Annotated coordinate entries
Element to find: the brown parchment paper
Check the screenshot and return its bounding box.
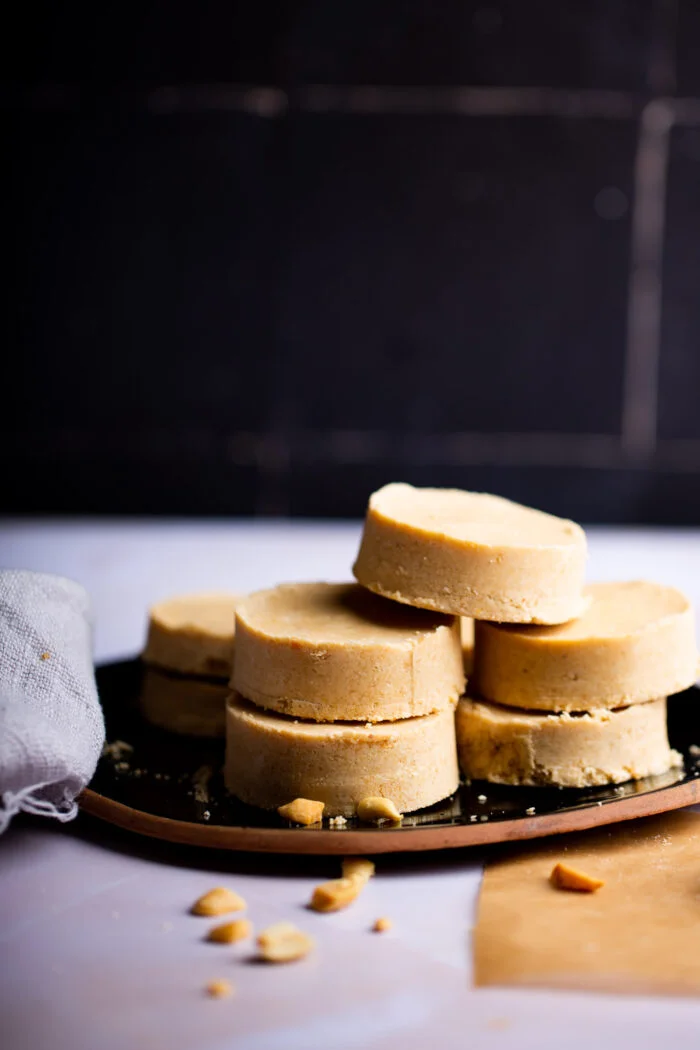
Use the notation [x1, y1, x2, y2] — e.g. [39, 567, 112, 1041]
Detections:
[473, 813, 700, 995]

■ Your goal ■
Quote the entries above word for word, leaving out the pictures.

■ Completed task ■
Element to find: the brown parchment paper
Check the screenshot and return its bounding box.
Use the notation [x1, y1, x2, y2] — e.g. [39, 567, 112, 1041]
Detections:
[473, 813, 700, 995]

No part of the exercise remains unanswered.